Copy out the whole Phabricator page on racking the new swift backends for eqiad, word for word.

== DOCUMENT SEGMENT ==

Page MenuHomePhabricator

rack/setup/deploy ms-be102[2-7]
Closed, ResolvedPublic

Description

This task will track the planning for the racking and then implementation of the new swift backends ordered for eqiad.

ms-be102[2-7] were ordered on T136336.

We'll need to plan out where these 6 new systems will rack, and if they need to be in wholly different racks and rows. Since we have 4 rows, but 6 systems, some will end up sharing a row. I didn't want to just make assumptions based on the current config, and that these new machines would just be evenly distributed across it. Since these are newer machines, there may be plans to re-balance the backends.

ms-be1022

  • - receive in normally via T136336 (includes racktables update)

===
== SUPPLIED DATA ==

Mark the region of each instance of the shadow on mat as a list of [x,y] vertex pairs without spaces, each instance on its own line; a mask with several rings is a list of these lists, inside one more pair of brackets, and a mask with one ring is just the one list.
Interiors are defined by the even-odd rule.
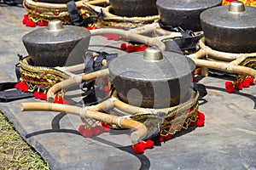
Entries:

===

_RESULT FOR THIS EXERCISE_.
Page MenuHomePhabricator

rack/setup/deploy ms-be102[2-7]
Closed, ResolvedPublic

Description

This task will track the planning for the racking and then implementation of the new swift backends ordered for eqiad.

ms-be102[2-7] were ordered on T136336.

We'll need to plan out where these 6 new systems will rack, and if they need to be in wholly different racks and rows. Since we have 4 rows, but 6 systems, some will end up sharing a row. I didn't want to just make assumptions based on the current config, and that these new machines would just be evenly distributed across it. Since these are newer machines, there may be plans to re-balance the backends.

ms-be1022

  • - receive in normally via T136336 (includes racktables update)